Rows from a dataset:
=-=-=-=-=
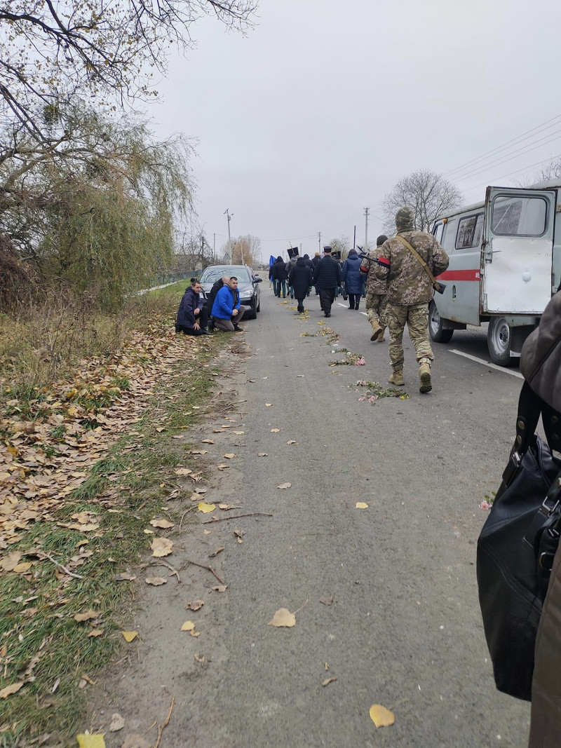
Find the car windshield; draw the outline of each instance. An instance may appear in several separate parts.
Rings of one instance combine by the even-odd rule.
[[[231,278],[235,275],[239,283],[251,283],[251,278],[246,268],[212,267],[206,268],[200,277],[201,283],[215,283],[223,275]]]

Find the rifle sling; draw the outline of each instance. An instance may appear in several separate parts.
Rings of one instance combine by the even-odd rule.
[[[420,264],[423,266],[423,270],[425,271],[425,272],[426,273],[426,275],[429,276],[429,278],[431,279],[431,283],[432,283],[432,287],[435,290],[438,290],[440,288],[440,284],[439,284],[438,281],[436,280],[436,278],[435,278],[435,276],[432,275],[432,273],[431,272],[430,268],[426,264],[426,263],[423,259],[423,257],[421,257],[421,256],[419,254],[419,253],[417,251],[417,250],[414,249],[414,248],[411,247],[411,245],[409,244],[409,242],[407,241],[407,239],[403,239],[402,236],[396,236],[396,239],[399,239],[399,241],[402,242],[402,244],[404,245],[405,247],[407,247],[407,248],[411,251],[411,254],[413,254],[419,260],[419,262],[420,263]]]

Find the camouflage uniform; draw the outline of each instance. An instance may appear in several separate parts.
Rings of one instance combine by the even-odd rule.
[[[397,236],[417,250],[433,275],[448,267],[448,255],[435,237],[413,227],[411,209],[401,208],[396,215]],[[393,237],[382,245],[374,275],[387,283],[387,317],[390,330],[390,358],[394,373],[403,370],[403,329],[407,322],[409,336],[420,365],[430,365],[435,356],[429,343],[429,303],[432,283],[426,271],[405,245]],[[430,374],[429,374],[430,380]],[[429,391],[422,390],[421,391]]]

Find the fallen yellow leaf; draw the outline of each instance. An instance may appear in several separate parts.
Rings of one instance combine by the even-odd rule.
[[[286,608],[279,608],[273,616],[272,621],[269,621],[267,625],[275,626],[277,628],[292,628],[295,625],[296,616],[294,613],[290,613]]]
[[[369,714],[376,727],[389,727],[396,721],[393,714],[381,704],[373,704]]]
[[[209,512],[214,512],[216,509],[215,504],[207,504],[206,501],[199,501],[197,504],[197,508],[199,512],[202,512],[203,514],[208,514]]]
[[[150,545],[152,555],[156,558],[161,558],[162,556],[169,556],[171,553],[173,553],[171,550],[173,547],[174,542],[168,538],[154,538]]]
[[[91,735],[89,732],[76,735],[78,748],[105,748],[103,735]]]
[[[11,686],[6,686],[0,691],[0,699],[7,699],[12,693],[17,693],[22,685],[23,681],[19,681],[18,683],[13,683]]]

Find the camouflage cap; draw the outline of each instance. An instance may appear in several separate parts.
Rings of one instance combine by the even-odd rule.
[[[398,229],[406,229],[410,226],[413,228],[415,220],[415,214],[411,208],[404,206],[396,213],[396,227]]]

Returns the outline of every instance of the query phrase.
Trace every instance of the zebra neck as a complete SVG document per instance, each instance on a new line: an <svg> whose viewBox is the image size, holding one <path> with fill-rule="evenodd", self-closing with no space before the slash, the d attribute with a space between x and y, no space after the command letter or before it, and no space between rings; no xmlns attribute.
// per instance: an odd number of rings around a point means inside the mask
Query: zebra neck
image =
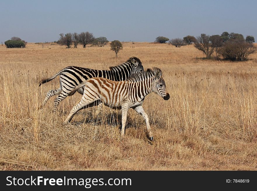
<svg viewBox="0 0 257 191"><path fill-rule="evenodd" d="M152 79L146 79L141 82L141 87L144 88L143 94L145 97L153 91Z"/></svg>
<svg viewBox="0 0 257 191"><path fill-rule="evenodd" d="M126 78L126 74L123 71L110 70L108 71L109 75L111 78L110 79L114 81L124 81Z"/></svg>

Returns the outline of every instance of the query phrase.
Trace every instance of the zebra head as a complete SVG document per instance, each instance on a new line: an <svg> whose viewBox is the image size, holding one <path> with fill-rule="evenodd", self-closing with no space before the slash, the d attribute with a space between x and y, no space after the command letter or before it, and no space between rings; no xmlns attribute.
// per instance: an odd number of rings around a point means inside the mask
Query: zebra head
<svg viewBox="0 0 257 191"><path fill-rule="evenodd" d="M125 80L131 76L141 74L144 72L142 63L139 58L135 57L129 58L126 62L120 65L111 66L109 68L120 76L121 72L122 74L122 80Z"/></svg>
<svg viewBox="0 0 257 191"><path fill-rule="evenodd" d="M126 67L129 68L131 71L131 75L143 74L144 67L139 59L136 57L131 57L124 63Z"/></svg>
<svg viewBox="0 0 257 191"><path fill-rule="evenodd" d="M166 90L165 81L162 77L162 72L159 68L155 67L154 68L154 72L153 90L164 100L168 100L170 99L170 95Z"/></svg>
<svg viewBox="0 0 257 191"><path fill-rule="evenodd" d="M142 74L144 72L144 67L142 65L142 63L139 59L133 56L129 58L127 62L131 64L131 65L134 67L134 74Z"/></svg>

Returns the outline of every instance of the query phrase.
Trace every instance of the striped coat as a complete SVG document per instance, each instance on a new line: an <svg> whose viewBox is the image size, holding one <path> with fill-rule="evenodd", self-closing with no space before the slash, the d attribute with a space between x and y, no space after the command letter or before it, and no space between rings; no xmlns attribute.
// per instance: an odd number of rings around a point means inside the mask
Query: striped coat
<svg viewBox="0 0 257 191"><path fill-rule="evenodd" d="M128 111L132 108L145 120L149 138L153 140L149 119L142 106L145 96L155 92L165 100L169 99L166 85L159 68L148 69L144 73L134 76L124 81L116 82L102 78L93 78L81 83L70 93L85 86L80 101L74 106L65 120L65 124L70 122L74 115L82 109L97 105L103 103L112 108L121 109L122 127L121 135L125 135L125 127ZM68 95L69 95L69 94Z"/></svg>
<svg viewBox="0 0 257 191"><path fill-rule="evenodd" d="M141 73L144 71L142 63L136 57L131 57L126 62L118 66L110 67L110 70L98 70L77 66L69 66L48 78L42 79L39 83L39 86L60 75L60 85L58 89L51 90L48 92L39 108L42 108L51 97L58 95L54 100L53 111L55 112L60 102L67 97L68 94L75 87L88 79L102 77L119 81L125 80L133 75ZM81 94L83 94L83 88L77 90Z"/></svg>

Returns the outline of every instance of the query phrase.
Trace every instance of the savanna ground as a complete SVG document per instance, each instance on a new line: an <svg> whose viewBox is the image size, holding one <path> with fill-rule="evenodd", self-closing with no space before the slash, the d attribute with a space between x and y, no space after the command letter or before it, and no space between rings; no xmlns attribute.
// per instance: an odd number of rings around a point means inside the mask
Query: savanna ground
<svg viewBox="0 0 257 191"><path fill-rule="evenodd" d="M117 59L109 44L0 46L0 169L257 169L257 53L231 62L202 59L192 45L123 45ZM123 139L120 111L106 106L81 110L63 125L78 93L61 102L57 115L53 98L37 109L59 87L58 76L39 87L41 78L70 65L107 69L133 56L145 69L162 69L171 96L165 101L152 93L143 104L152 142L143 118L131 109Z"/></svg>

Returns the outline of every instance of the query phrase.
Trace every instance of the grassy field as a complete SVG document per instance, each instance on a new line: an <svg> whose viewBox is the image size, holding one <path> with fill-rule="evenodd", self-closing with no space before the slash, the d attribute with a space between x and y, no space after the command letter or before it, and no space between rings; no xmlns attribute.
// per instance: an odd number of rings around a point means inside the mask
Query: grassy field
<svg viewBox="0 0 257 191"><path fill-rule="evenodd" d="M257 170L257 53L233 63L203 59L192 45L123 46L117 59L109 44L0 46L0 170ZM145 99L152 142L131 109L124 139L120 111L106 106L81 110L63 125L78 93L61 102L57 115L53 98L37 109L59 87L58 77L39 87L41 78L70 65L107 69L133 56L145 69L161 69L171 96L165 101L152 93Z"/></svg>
=-=-=-=-=
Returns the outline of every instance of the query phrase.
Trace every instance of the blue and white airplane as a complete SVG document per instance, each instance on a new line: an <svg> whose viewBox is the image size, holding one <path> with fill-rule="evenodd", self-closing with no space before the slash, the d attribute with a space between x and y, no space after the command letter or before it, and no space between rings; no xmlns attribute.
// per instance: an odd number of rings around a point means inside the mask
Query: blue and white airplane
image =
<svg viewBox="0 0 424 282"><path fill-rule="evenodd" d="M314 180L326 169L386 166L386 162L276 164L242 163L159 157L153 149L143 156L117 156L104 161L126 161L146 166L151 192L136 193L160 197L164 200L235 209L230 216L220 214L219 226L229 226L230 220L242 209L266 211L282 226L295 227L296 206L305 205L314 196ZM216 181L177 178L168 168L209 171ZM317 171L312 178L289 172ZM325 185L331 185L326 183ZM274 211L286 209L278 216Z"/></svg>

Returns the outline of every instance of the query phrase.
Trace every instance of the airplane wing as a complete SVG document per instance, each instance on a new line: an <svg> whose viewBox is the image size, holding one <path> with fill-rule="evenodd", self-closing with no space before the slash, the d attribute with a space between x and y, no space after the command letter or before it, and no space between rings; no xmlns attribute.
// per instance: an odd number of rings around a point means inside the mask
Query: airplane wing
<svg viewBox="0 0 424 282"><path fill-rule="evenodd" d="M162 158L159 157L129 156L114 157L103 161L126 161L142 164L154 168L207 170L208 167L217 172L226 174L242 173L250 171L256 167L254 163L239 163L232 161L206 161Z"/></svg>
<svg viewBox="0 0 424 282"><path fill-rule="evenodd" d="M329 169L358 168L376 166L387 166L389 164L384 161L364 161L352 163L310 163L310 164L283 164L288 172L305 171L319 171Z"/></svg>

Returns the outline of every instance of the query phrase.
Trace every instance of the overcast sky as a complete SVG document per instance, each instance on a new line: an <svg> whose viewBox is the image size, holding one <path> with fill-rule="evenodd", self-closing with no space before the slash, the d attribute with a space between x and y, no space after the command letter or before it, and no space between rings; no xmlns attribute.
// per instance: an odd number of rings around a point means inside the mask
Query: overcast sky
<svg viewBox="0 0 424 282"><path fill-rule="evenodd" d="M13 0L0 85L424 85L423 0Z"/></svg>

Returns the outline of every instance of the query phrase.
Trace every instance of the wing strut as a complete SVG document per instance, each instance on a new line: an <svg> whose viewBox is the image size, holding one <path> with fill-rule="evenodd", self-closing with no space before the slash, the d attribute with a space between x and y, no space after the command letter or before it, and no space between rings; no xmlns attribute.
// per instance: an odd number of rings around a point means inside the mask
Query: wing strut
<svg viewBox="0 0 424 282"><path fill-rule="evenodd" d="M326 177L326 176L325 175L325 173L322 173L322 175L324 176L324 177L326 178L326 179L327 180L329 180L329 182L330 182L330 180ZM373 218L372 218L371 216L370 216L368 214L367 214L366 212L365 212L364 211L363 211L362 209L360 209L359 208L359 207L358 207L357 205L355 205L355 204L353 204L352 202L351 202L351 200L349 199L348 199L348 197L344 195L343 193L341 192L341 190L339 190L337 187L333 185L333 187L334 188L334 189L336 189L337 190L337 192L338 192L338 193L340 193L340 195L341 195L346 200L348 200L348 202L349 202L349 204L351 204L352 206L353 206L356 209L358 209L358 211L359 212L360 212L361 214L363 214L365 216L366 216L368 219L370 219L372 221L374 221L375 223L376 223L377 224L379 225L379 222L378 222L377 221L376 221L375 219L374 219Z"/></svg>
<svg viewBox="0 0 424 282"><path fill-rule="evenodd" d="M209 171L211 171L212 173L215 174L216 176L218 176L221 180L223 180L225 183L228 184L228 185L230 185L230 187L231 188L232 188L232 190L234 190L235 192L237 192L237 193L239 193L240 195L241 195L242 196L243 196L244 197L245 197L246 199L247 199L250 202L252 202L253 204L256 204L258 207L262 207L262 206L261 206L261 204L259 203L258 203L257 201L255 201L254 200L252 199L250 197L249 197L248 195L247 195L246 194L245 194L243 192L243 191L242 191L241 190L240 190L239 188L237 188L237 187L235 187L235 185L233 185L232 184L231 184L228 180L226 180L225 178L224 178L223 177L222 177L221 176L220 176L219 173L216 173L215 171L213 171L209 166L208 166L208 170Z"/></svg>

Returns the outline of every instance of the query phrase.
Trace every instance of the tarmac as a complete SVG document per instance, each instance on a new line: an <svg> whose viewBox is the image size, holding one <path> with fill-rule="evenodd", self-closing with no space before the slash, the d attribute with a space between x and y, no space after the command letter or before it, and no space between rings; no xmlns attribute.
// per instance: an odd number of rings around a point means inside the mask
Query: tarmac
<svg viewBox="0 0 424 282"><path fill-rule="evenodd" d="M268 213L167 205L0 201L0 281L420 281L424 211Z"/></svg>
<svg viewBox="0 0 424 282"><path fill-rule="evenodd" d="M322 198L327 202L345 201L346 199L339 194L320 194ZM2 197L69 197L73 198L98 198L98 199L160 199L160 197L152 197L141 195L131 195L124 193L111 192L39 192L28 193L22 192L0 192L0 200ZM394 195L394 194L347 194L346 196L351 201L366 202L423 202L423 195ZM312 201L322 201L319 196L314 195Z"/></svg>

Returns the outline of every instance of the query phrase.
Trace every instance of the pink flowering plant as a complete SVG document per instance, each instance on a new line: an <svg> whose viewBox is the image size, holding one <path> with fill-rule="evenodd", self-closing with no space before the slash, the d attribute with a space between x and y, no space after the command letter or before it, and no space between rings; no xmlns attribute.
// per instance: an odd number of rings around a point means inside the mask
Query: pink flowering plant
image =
=-=-=-=-=
● Task: List every line in the entries above that contains the word "flowering".

● Worked solution:
Trace every instance of the pink flowering plant as a complete SVG document per instance, each instance on a new line: an <svg> whose viewBox is the image size, holding one <path> with fill-rule="evenodd", self-closing with no space before the slash, the d attribute with a space between x and y, no space after the command letter or before it, and no space between rings; no xmlns attribute.
Query: pink flowering plant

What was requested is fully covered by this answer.